── RECORDS PROVIDED
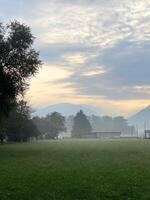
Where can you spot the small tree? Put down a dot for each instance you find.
(81, 126)
(55, 123)
(18, 62)
(20, 127)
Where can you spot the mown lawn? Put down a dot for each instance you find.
(75, 170)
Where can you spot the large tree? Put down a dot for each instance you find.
(81, 126)
(18, 62)
(20, 126)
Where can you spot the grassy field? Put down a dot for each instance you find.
(75, 170)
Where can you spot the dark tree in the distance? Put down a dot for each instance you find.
(18, 62)
(81, 126)
(54, 123)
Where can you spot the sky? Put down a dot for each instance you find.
(94, 52)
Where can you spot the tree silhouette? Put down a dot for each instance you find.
(81, 126)
(18, 62)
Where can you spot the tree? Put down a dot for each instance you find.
(81, 126)
(55, 123)
(20, 126)
(18, 62)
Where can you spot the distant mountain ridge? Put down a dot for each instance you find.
(66, 109)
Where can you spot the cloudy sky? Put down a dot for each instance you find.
(94, 52)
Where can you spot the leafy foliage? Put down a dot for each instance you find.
(81, 125)
(51, 125)
(18, 62)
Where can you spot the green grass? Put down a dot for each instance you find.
(75, 170)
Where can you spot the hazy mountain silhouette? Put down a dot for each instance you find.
(140, 118)
(66, 109)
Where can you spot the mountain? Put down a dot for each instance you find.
(142, 118)
(66, 109)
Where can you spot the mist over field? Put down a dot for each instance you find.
(74, 100)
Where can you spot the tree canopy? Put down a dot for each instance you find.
(81, 126)
(18, 62)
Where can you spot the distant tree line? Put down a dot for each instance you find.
(51, 125)
(80, 126)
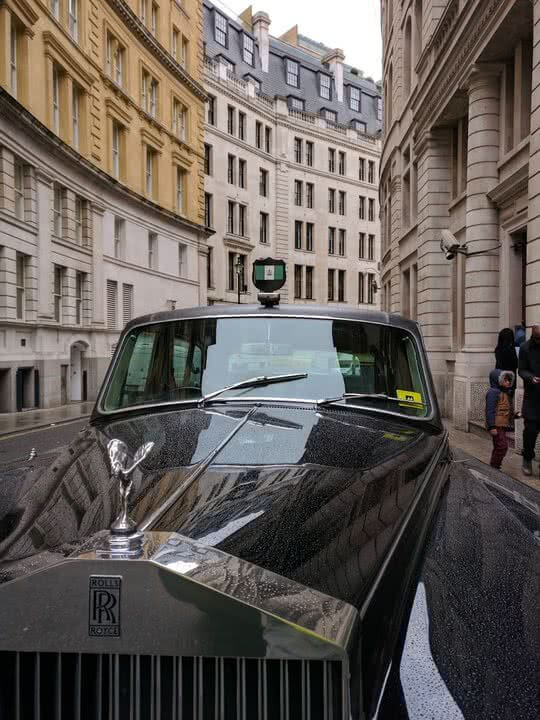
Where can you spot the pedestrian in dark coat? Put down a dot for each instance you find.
(499, 412)
(505, 352)
(529, 371)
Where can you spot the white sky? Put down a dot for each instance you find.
(352, 25)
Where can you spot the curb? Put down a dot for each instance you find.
(40, 426)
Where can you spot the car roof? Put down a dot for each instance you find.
(285, 310)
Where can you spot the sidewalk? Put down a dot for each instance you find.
(480, 448)
(12, 423)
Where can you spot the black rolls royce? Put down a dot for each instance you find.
(263, 521)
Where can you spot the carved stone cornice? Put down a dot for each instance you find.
(138, 28)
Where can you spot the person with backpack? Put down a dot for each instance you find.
(499, 412)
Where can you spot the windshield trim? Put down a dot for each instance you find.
(420, 348)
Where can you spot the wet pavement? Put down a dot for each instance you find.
(32, 419)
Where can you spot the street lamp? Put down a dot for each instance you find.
(239, 265)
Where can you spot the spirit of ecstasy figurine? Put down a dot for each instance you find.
(118, 455)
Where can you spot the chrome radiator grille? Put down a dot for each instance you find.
(70, 686)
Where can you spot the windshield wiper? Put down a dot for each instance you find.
(252, 382)
(369, 396)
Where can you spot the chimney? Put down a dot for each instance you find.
(334, 59)
(261, 25)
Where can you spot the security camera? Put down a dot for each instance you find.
(449, 245)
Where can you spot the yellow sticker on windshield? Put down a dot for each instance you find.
(413, 399)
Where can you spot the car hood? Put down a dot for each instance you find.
(308, 494)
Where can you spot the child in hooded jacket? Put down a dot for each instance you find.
(499, 412)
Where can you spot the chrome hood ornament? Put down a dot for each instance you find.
(121, 472)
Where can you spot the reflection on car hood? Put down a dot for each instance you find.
(310, 495)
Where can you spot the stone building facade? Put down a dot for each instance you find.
(290, 174)
(101, 184)
(461, 153)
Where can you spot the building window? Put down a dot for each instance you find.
(361, 169)
(298, 193)
(293, 77)
(263, 182)
(331, 200)
(249, 47)
(242, 126)
(331, 241)
(331, 274)
(309, 236)
(58, 292)
(341, 285)
(150, 161)
(19, 189)
(297, 281)
(127, 302)
(152, 251)
(242, 173)
(207, 159)
(180, 190)
(325, 86)
(309, 282)
(263, 228)
(220, 29)
(331, 160)
(361, 245)
(231, 212)
(242, 220)
(309, 153)
(298, 150)
(211, 110)
(208, 210)
(361, 207)
(231, 167)
(354, 99)
(210, 268)
(20, 284)
(297, 235)
(231, 112)
(79, 288)
(79, 204)
(73, 19)
(341, 202)
(119, 233)
(309, 195)
(58, 225)
(341, 243)
(56, 100)
(112, 304)
(268, 139)
(182, 253)
(179, 120)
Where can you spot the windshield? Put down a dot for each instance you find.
(188, 359)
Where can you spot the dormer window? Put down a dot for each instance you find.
(293, 73)
(354, 99)
(296, 104)
(220, 29)
(325, 86)
(249, 49)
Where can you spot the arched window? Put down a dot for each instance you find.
(407, 65)
(418, 20)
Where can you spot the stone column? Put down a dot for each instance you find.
(98, 282)
(44, 265)
(434, 280)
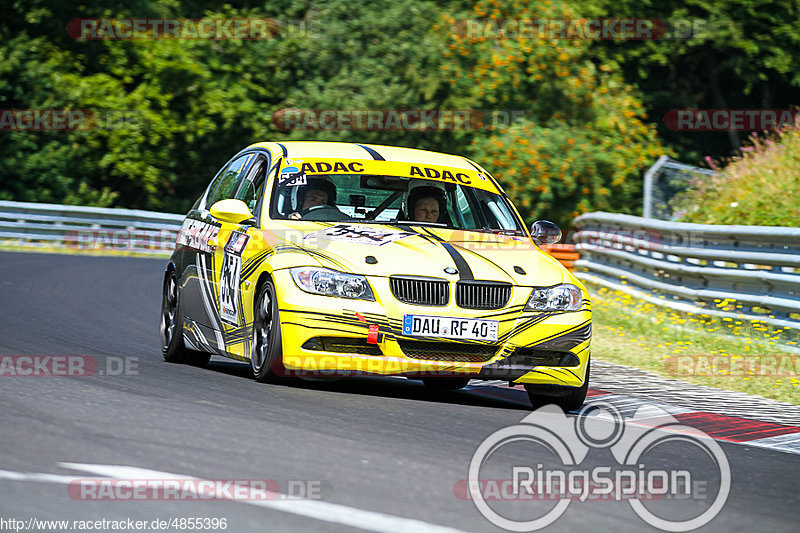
────
• EXERCISE INSTRUCTIONS: Copy these entries precisely and drop any picture.

• ANSWER:
Where can you spot the small tree? Put down a dot for each instance you find.
(81, 126)
(55, 123)
(18, 62)
(20, 127)
Where can you spot the mown lawn? Put down a dot for each instance you find.
(75, 170)
Where can you spot the large tree? Put down a dot for each instance you find.
(81, 126)
(18, 62)
(20, 126)
Where can you spot the grassy field? Put down a dot for each instance you find.
(75, 170)
Where can you spot the dark tree in the distance? Put down a dot for each instance you find.
(18, 62)
(81, 126)
(54, 123)
Where can you spot the sky? Put down a dot for each instance you find.
(94, 52)
Where can you spot the tree silhouette? Put down a dot for each instance you find.
(81, 126)
(18, 62)
Where can you spot the tree? Put down a dot for each instance you find.
(81, 126)
(55, 123)
(20, 126)
(18, 62)
Where can you spot the distant mountain ridge? Put down a dot for each instance you find.
(66, 109)
Where can you spot the cloudy sky? Put down a dot for each instance you find.
(94, 52)
Where can you spot the leafy foliage? Put down a dot for each instance you find.
(81, 125)
(51, 125)
(18, 62)
Where can you spot the green grass? Put down a dot for each instance you find.
(75, 170)
Where can you spot the hazy mountain silhouette? Put down a dot for each instance you find.
(140, 118)
(66, 109)
Where can you spot the mountain? Put down a dot for each instance you find.
(142, 118)
(66, 109)
Where can you spot the mist over field? Put down a dot for each instance you find.
(74, 100)
Where can you spot the tree canopy? Put down a dot for each instance you find.
(81, 126)
(18, 62)
Where can you spot the distant tree line? Put down a dot for each instance you find.
(51, 125)
(80, 126)
Where can you spot the pedestrian in dark coat? Put down a dot for each instance you find.
(499, 412)
(505, 352)
(529, 371)
Where can you spot the white sky? Put down a dot for each instance you find.
(352, 25)
Where can you spot the curb? Put down a dot for each instance you find.
(40, 426)
Where can you spot the car roof? Put down a dot for each instance you find.
(285, 310)
Where can you spot the sidewalk? Put down a dot for each instance you find.
(480, 448)
(12, 423)
Where can you spot the black rolls royce? Put down a dot for each instance you find.
(263, 521)
Where can you spot the carved stone cornice? Put down a dot for each instance you find.
(138, 28)
Where can you spot the person with backpack? Put down a dot for each instance you find.
(499, 412)
Where can you spot the windshield trim? Put down a dot for each instance you find.
(420, 348)
Where can you spot the wet pavement? Put down a dot for each instance you find.
(32, 419)
Where can you spot the street lamp? Put down a dot for each instance you find.
(239, 265)
Where can you spot the spirit of ecstasy figurine? Put down a dot for each instance you find.
(118, 455)
Where can you spot the chrome radiator grille? Put down a dot for each instance you find.
(70, 686)
Where can you spot the windshield wiper? Put down a dot for each instance you find.
(252, 382)
(369, 396)
Where can you spot the chimney? Put down a dot for each instance you find.
(334, 59)
(261, 25)
Where can you spot the security camera? Put down a dot for each instance you find.
(449, 245)
Where can you spot the yellow sticker on windshield? Put down a dot for each instance you find.
(413, 399)
Where can you spot the car hood? Put down a dot for each instance you find.
(308, 494)
Where can you spot the child in hooded jacket? Put down a dot for each instance you find.
(499, 412)
Where can you spot the chrome hood ornament? Put down a dot for each instance you find.
(121, 472)
Where can you spot the reflection on car hood? Put down a dot for each instance you find.
(310, 495)
Where can you spot the stone building facade? Put down a dot for each instance you find.
(290, 174)
(101, 184)
(461, 153)
Where can you spot the building window? Put down a dot for each instance you find.
(361, 169)
(298, 193)
(293, 77)
(263, 182)
(331, 200)
(249, 47)
(242, 126)
(331, 241)
(331, 274)
(309, 236)
(58, 292)
(341, 285)
(150, 161)
(19, 189)
(297, 281)
(127, 302)
(152, 251)
(242, 173)
(207, 159)
(180, 190)
(325, 86)
(309, 282)
(263, 228)
(220, 29)
(331, 160)
(361, 245)
(231, 212)
(242, 220)
(309, 153)
(298, 150)
(211, 110)
(208, 210)
(361, 207)
(231, 167)
(354, 99)
(210, 268)
(20, 284)
(297, 235)
(231, 112)
(79, 288)
(79, 204)
(73, 19)
(341, 202)
(119, 233)
(309, 195)
(58, 225)
(341, 243)
(56, 100)
(112, 304)
(268, 139)
(182, 253)
(179, 120)
Where can you spot the windshield? Put down a dot for each instance you find.
(188, 359)
Where can you spot the dormer window? Put down a dot for each instance you find.
(293, 73)
(354, 99)
(296, 104)
(220, 29)
(325, 86)
(249, 49)
Where can you spot the arched window? Put down a dot for each instance you find.
(407, 65)
(418, 20)
Where can you spot the stone column? Put down a dot for each instance you find.
(98, 282)
(44, 265)
(434, 280)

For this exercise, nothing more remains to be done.